## Location identification items
· · · · ·

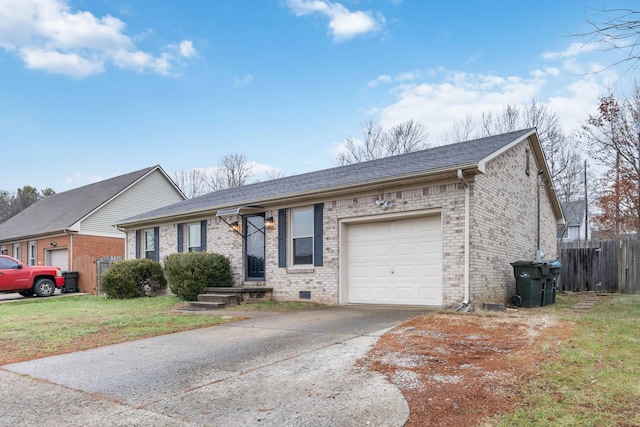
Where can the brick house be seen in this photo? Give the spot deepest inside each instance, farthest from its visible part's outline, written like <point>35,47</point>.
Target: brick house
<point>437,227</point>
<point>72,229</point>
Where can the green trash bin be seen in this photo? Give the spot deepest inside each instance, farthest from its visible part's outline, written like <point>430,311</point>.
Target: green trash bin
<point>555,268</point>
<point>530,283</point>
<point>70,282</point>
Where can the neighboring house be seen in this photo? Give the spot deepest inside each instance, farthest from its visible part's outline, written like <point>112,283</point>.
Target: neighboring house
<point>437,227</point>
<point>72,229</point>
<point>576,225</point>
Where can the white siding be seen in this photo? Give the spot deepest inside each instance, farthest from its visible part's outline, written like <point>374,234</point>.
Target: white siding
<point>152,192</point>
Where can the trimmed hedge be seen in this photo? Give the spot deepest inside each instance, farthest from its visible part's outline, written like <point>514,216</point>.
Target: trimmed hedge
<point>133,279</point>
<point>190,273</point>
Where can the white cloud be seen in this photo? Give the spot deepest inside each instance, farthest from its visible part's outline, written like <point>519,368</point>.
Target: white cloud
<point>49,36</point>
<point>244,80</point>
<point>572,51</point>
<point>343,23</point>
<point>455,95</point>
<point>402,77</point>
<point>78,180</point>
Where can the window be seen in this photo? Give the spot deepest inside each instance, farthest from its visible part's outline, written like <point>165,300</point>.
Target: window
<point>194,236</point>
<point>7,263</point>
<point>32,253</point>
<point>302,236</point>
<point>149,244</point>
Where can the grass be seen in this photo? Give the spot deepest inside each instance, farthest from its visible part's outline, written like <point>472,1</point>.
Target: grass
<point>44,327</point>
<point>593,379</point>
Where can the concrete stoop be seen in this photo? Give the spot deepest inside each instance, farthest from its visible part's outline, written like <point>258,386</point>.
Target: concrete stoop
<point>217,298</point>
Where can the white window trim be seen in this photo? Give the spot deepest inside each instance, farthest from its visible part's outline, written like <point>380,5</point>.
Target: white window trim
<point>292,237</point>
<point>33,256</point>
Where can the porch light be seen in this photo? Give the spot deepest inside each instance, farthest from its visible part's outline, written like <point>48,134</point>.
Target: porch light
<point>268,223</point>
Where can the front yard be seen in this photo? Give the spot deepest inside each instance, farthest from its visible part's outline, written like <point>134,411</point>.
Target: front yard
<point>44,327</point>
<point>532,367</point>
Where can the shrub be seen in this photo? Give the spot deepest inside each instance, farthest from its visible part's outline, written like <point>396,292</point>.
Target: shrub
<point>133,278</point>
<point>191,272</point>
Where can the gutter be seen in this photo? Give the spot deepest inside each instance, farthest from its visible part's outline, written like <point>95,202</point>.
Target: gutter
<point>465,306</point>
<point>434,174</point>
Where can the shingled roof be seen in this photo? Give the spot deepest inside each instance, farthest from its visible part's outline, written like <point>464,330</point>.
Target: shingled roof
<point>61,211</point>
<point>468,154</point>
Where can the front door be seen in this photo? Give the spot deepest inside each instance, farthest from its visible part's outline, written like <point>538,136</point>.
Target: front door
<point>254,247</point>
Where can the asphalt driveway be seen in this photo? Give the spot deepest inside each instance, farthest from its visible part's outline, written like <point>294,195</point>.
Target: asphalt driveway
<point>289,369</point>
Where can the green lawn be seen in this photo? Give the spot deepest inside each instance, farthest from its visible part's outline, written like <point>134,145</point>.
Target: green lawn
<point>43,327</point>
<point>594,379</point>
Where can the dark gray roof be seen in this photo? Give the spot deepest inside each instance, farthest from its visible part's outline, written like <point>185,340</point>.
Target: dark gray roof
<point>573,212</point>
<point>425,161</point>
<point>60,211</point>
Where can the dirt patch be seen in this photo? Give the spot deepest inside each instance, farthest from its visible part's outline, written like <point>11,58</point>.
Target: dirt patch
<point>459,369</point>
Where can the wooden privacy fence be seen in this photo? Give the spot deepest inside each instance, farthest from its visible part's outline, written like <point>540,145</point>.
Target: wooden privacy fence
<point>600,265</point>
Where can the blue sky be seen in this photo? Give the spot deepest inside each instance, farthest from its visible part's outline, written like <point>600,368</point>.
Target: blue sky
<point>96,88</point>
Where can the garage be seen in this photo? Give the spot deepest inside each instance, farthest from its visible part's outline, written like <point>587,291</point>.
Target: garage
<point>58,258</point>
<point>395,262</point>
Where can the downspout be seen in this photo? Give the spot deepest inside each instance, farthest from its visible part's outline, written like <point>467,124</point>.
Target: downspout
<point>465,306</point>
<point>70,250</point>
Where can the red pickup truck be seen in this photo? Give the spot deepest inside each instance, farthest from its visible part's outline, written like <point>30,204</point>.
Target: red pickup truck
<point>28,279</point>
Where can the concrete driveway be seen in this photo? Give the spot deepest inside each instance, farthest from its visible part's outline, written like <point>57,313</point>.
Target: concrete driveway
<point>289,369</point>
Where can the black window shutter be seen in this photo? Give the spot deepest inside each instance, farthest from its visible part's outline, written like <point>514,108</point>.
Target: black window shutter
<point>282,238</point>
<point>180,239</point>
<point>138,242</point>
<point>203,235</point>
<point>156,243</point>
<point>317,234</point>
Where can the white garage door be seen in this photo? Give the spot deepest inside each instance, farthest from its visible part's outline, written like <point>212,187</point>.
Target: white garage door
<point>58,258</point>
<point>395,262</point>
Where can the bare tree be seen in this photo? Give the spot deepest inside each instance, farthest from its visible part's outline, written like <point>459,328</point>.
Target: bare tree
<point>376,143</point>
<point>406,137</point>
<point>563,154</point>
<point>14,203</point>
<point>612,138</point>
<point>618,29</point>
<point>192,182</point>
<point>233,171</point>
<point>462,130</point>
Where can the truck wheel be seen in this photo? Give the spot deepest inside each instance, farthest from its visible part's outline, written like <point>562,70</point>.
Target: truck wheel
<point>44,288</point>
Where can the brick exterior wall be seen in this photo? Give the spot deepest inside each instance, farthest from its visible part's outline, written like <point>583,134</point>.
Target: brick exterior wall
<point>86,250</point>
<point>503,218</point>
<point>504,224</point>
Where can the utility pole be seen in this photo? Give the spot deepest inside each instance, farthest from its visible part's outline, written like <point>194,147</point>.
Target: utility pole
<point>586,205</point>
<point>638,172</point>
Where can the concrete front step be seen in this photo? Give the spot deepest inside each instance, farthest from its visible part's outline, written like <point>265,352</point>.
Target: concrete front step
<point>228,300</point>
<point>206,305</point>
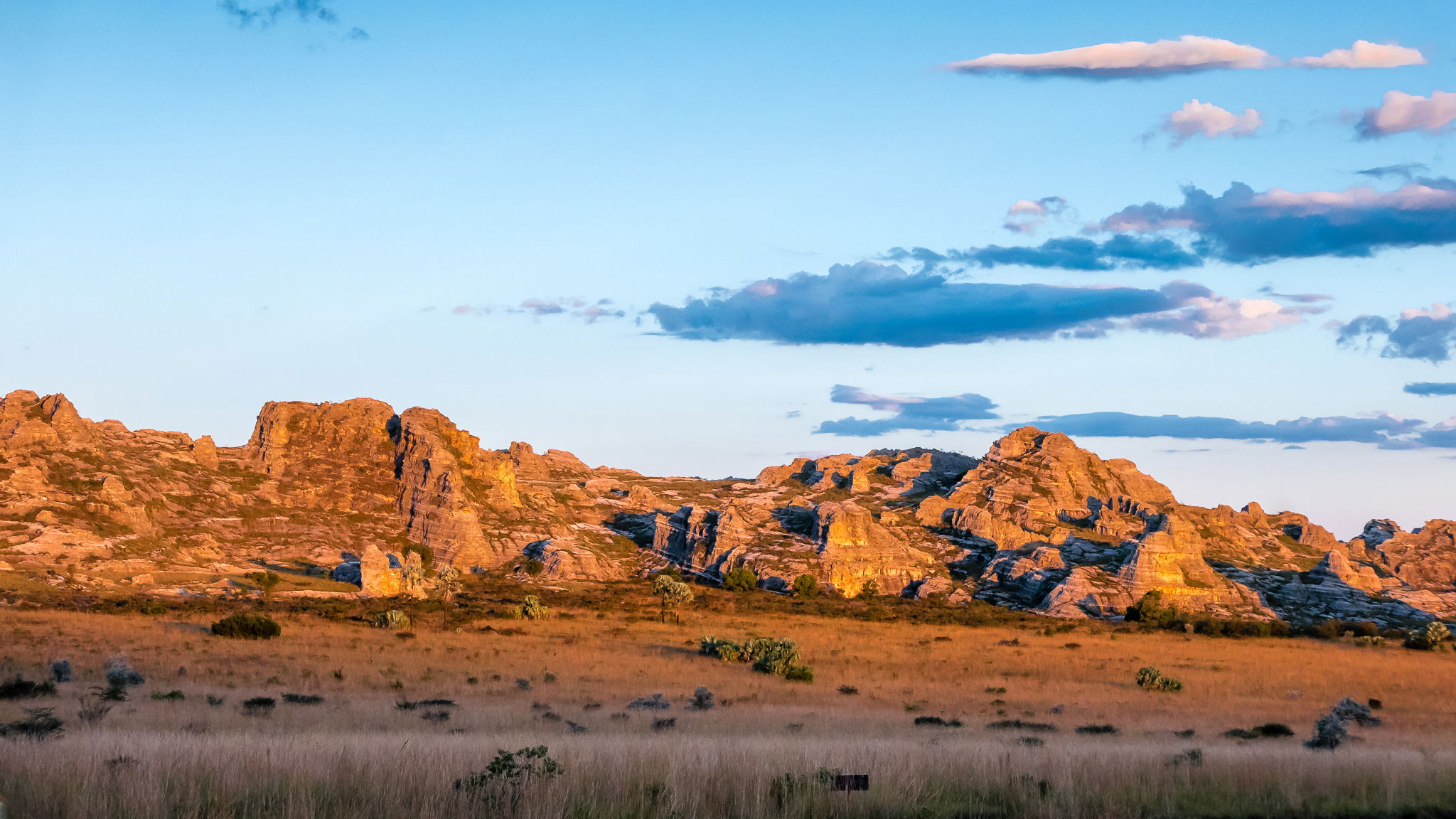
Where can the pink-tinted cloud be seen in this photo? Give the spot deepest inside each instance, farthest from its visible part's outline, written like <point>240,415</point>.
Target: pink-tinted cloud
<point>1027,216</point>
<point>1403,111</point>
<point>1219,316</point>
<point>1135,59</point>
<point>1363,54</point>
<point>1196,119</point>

· · · · ·

## Work required
Please reproduce the stretch of data from the line containing "Where can the truck" through the line containing "<point>44,288</point>", requests included, scaling each answer coordinate by 1.7 and rounding it to a whole number, with halves rounded up. Leave the numbers in the requests and their format samples unchanged.

## Answer
Where can the truck wheel be seen in this photo? Give the spot deepest inside each instance, farthest from its visible part's outline, written like <point>562,70</point>.
Target: truck wheel
<point>75,490</point>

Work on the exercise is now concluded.